(Records from a collection)

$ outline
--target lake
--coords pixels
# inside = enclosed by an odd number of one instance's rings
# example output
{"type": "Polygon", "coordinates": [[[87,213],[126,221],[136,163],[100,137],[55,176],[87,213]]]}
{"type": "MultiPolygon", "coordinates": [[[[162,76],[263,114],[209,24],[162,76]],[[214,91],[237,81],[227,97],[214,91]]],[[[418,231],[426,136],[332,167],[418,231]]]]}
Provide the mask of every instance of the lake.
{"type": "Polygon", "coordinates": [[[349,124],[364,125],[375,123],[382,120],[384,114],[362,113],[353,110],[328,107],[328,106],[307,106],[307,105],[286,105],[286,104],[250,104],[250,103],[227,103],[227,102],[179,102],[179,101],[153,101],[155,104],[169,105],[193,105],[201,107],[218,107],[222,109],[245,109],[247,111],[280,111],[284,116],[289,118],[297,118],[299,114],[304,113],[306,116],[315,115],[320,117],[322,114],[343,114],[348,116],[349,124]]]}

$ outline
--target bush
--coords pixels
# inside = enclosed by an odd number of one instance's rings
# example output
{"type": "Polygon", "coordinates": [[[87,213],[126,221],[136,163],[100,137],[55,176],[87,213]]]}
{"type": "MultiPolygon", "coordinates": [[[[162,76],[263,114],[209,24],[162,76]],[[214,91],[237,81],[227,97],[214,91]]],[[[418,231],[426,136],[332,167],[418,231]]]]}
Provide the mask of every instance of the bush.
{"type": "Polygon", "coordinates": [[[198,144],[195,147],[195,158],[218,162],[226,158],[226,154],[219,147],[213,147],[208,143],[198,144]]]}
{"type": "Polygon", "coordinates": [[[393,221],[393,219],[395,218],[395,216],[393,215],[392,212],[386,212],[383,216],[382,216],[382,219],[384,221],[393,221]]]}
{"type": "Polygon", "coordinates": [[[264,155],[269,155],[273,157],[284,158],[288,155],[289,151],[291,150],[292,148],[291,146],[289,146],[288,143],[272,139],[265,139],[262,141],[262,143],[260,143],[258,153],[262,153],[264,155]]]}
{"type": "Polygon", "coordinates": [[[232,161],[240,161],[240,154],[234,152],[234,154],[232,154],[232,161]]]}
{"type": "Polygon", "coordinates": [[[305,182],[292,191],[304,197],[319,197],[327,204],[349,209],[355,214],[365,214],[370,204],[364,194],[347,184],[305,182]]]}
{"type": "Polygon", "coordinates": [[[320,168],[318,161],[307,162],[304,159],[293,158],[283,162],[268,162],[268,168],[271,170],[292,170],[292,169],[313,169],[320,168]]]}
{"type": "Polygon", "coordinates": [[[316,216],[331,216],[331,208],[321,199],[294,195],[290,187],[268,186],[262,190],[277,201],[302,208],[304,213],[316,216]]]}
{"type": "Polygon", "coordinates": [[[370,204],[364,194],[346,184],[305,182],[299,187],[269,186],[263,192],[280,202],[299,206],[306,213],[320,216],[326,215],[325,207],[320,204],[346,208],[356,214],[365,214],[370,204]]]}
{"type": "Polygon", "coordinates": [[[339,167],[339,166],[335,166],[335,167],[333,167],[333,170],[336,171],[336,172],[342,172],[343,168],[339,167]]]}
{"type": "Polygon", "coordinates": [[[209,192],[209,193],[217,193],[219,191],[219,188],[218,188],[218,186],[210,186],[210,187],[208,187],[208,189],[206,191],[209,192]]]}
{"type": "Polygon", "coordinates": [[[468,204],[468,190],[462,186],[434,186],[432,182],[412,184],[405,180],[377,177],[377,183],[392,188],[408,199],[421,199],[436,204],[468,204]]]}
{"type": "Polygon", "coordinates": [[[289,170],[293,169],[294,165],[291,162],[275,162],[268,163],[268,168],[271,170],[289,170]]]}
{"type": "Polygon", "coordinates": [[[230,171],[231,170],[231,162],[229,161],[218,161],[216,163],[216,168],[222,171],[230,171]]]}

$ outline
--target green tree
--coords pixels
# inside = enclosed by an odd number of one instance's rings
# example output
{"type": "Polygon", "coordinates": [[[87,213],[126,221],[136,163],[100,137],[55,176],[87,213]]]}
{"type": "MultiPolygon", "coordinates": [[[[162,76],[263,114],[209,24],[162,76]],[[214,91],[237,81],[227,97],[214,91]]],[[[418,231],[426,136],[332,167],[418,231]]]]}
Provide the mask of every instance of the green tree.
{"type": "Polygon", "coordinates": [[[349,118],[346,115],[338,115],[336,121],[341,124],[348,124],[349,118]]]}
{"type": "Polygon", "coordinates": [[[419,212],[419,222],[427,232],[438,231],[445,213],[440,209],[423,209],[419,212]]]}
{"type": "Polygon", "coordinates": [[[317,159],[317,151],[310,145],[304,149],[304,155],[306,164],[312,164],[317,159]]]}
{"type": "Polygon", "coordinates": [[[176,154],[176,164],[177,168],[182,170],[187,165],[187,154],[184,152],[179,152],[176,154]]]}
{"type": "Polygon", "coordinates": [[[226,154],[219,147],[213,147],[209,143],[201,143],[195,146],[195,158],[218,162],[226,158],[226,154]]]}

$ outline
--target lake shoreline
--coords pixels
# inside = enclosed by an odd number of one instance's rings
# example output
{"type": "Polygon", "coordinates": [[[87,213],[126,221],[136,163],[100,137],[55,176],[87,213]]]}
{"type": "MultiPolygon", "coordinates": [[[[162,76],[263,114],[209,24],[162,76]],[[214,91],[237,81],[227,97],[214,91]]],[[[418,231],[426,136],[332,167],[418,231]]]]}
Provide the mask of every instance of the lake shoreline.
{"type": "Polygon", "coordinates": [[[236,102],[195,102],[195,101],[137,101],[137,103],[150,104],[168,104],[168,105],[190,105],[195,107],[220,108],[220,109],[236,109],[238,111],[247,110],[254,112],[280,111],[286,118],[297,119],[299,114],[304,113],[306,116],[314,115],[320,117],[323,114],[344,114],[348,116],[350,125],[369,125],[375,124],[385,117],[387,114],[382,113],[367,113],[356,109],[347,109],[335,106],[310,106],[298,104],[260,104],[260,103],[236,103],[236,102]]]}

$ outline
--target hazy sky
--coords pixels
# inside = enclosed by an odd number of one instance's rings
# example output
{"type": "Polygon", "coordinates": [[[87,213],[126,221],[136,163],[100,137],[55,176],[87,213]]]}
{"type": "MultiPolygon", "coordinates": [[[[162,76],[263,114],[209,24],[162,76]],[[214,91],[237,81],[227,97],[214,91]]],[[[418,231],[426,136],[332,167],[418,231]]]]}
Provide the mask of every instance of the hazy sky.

• [Prompt] Write out all the entries exactly.

• [Written solution]
$ outline
--target lake
--coords pixels
# inside = enclosed by an odd number of one instance's rings
# example output
{"type": "Polygon", "coordinates": [[[87,213],[126,221],[136,163],[100,137],[55,176],[87,213]]]}
{"type": "MultiPolygon", "coordinates": [[[[162,76],[263,114],[209,24],[162,76]],[[214,91],[237,81],[227,97],[214,91]]],[[[418,231],[426,136],[332,167],[418,231]]]]}
Provide the mask of every instance of the lake.
{"type": "Polygon", "coordinates": [[[349,124],[364,125],[375,123],[382,120],[384,114],[362,113],[353,110],[328,107],[328,106],[307,106],[307,105],[286,105],[286,104],[250,104],[250,103],[227,103],[227,102],[179,102],[179,101],[153,101],[155,104],[169,105],[193,105],[201,107],[218,107],[222,109],[245,109],[247,111],[280,111],[284,116],[289,118],[297,118],[299,114],[304,113],[306,116],[315,115],[320,117],[322,114],[343,114],[348,116],[349,124]]]}

$ outline
--target bush
--coords pixels
# inside = enclosed by an odd number of one instance's rings
# example output
{"type": "Polygon", "coordinates": [[[87,213],[126,221],[136,163],[100,137],[55,176],[87,213]]]}
{"type": "MultiPolygon", "coordinates": [[[[162,76],[263,114],[209,24],[162,76]],[[214,91],[237,81],[227,97],[214,91]]],[[[418,231],[426,136],[332,167],[418,231]]]]}
Provide the mask of every instance of the bush.
{"type": "Polygon", "coordinates": [[[198,144],[195,147],[195,158],[218,162],[226,158],[226,154],[219,147],[213,147],[208,143],[198,144]]]}
{"type": "Polygon", "coordinates": [[[393,221],[393,219],[395,218],[395,216],[393,215],[392,212],[386,212],[383,216],[382,216],[382,219],[384,221],[393,221]]]}
{"type": "Polygon", "coordinates": [[[264,155],[269,155],[273,157],[284,158],[288,155],[289,151],[291,150],[292,148],[291,146],[289,146],[288,143],[272,139],[265,139],[262,141],[262,143],[260,143],[258,153],[262,153],[264,155]]]}
{"type": "Polygon", "coordinates": [[[232,161],[240,161],[240,154],[234,152],[234,154],[232,154],[232,161]]]}
{"type": "Polygon", "coordinates": [[[305,182],[292,191],[304,197],[319,197],[327,204],[349,209],[355,214],[365,214],[370,204],[364,194],[347,184],[305,182]]]}
{"type": "Polygon", "coordinates": [[[320,168],[318,161],[307,162],[304,159],[293,158],[283,162],[268,162],[268,168],[271,170],[292,170],[292,169],[313,169],[320,168]]]}
{"type": "Polygon", "coordinates": [[[316,216],[331,216],[331,208],[321,199],[294,195],[290,187],[268,186],[262,190],[277,201],[302,208],[304,213],[316,216]]]}
{"type": "Polygon", "coordinates": [[[370,204],[364,194],[346,184],[305,182],[299,187],[269,186],[263,192],[280,202],[299,206],[306,213],[320,216],[326,215],[325,207],[320,204],[346,208],[356,214],[365,214],[370,204]]]}
{"type": "Polygon", "coordinates": [[[339,167],[339,166],[335,166],[335,167],[333,167],[333,170],[336,171],[336,172],[342,172],[343,168],[339,167]]]}
{"type": "Polygon", "coordinates": [[[209,192],[209,193],[217,193],[219,191],[219,188],[218,188],[218,186],[210,186],[210,187],[208,187],[208,189],[206,191],[209,192]]]}
{"type": "Polygon", "coordinates": [[[468,204],[468,190],[462,186],[434,186],[432,182],[412,184],[405,180],[377,177],[377,183],[392,188],[408,199],[421,199],[436,204],[468,204]]]}
{"type": "Polygon", "coordinates": [[[289,170],[293,169],[294,165],[291,162],[275,162],[268,163],[268,168],[271,170],[289,170]]]}
{"type": "Polygon", "coordinates": [[[230,171],[231,170],[231,162],[229,161],[218,161],[216,163],[216,168],[222,171],[230,171]]]}

$ outline
--target green tree
--coords pixels
# inside = enclosed by an odd number of one instance's rings
# example output
{"type": "Polygon", "coordinates": [[[87,213],[126,221],[136,163],[100,137],[55,176],[87,213]]]}
{"type": "MultiPolygon", "coordinates": [[[[162,76],[263,114],[209,24],[162,76]],[[214,91],[237,81],[227,97],[214,91]]],[[[418,231],[426,136],[332,167],[418,231]]]]}
Provide the mask of every instance of the green tree.
{"type": "Polygon", "coordinates": [[[349,118],[346,115],[338,115],[336,121],[341,124],[348,124],[349,118]]]}
{"type": "Polygon", "coordinates": [[[419,212],[419,222],[427,232],[438,231],[445,213],[440,209],[423,209],[419,212]]]}
{"type": "Polygon", "coordinates": [[[317,159],[317,151],[310,145],[304,149],[304,155],[306,164],[312,164],[317,159]]]}
{"type": "Polygon", "coordinates": [[[176,154],[176,164],[177,168],[182,170],[187,165],[187,154],[184,152],[179,152],[176,154]]]}
{"type": "Polygon", "coordinates": [[[226,154],[219,147],[213,147],[209,143],[201,143],[195,146],[195,158],[218,162],[226,158],[226,154]]]}

$ outline
--target lake shoreline
--coords pixels
# inside = enclosed by an odd number of one instance's rings
# example output
{"type": "Polygon", "coordinates": [[[87,213],[126,221],[136,163],[100,137],[55,176],[87,213]]]}
{"type": "MultiPolygon", "coordinates": [[[[162,76],[263,114],[209,24],[162,76]],[[214,91],[237,81],[227,97],[214,91]]],[[[418,231],[426,136],[332,167],[418,231]]]]}
Provide the mask of every instance of the lake shoreline.
{"type": "Polygon", "coordinates": [[[236,102],[195,102],[195,101],[137,101],[137,103],[150,104],[168,104],[168,105],[190,105],[195,107],[220,108],[220,109],[236,109],[238,111],[247,110],[254,112],[280,111],[286,118],[297,119],[299,114],[304,113],[306,116],[314,115],[320,117],[323,114],[344,114],[348,116],[350,125],[369,125],[375,124],[385,117],[387,114],[382,113],[367,113],[356,109],[347,109],[335,106],[310,106],[298,104],[260,104],[260,103],[236,103],[236,102]]]}

$ outline
--target hazy sky
--coords pixels
# inside = enclosed by an odd number of one instance's rings
# example output
{"type": "Polygon", "coordinates": [[[87,213],[126,221],[136,163],[100,137],[55,176],[87,213]]]}
{"type": "MultiPolygon", "coordinates": [[[[162,76],[263,114],[209,24],[162,76]],[[214,91],[237,81],[227,97],[214,91]]],[[[418,231],[426,136],[332,167],[418,231]]]]}
Provide the mask of every instance of the hazy sky.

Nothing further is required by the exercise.